— start —
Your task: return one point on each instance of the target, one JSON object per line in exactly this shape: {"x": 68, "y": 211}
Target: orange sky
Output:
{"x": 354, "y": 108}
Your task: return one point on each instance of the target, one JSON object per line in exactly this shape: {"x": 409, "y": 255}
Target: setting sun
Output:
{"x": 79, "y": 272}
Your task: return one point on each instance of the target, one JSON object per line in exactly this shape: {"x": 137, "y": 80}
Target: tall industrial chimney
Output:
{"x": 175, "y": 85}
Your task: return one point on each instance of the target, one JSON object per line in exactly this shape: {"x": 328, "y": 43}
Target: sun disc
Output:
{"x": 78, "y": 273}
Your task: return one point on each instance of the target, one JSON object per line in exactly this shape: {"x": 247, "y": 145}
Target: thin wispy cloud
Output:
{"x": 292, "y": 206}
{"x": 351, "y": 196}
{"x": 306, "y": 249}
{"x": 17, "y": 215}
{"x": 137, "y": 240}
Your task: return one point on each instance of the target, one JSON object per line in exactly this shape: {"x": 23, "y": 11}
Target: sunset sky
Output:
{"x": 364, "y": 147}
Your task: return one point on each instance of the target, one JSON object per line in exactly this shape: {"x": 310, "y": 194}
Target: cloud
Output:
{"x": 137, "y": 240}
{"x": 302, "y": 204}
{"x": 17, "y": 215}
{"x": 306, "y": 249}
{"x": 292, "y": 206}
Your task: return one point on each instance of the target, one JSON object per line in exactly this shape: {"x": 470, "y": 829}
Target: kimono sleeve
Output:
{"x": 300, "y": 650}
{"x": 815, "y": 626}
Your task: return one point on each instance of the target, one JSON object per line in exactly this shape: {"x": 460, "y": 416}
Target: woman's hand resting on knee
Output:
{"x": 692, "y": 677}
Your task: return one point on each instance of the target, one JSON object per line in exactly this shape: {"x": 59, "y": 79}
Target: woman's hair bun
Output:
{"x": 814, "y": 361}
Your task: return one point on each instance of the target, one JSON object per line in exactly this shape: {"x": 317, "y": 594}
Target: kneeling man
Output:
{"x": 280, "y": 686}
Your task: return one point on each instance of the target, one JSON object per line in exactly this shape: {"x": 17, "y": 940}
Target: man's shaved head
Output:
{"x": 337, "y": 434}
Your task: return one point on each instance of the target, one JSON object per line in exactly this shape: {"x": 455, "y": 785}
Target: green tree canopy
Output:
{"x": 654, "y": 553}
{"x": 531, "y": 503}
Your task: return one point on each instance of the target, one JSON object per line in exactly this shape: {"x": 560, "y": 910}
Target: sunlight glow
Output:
— end —
▸ **EXERCISE TASK**
Reproduce the full listing above, character for character.

▸ **OUTPUT BELOW**
Your task: return one point on each instance of the target, one JSON object per line in exactly this shape: {"x": 68, "y": 211}
Target: orange sky
Output:
{"x": 354, "y": 108}
Your task: return one point on each instance of the target, one JSON object per line in exactly this shape: {"x": 409, "y": 255}
Target: setting sun
Output:
{"x": 79, "y": 272}
Your task: return one point on each instance of the target, one JSON object per line in exactly this shape: {"x": 137, "y": 80}
Target: tall industrial chimney
Output:
{"x": 175, "y": 85}
Your task: return one point on each instance of the target, one JSON object per line in exactly this shape: {"x": 328, "y": 43}
Target: sun disc
Output:
{"x": 78, "y": 273}
Your task: return one point on each instance of the target, one JSON object per line in exactly this shape: {"x": 247, "y": 145}
Target: thin wispy cloud
Output:
{"x": 292, "y": 206}
{"x": 351, "y": 196}
{"x": 306, "y": 249}
{"x": 17, "y": 215}
{"x": 137, "y": 240}
Your task: return one point on each instance of the target, one JSON object per line in exactly this shape: {"x": 23, "y": 11}
Target: sunset sky
Output:
{"x": 364, "y": 147}
Your task: return one point on each instance of the target, one JSON object per line in exactly this shape: {"x": 310, "y": 194}
Target: cloud
Output:
{"x": 137, "y": 240}
{"x": 302, "y": 204}
{"x": 17, "y": 215}
{"x": 306, "y": 249}
{"x": 292, "y": 206}
Your task: return one point on each instance of the target, one JSON object per line in exactly this shape: {"x": 470, "y": 829}
Target: kimono sleeve
Output:
{"x": 300, "y": 650}
{"x": 815, "y": 626}
Your task: return one point on each instance of the target, one JSON object per line in exactly this shape: {"x": 460, "y": 416}
Target: woman's hand resting on knee
Output:
{"x": 692, "y": 677}
Your task: return one point on each instance of the target, one JSON object per line in exactly this shape: {"x": 59, "y": 79}
Target: woman's hair bun
Output:
{"x": 814, "y": 361}
Your task: return one point on each instance of the target, one JSON object per line in exactly this shape: {"x": 317, "y": 594}
Target: kneeling man
Output:
{"x": 280, "y": 686}
Your task: return one point on each instance of the target, one JSON object per line in exactly this shape: {"x": 17, "y": 940}
Target: man's shaved head
Output:
{"x": 337, "y": 434}
Your task: return one point on each instance of the target, one JSON object per line in exactly this shape: {"x": 455, "y": 785}
Target: green tree canopy
Output:
{"x": 654, "y": 553}
{"x": 531, "y": 503}
Your task: return one point on each instance of the target, one JSON object per line in exactly this shape: {"x": 560, "y": 910}
Target: sunlight glow
Output:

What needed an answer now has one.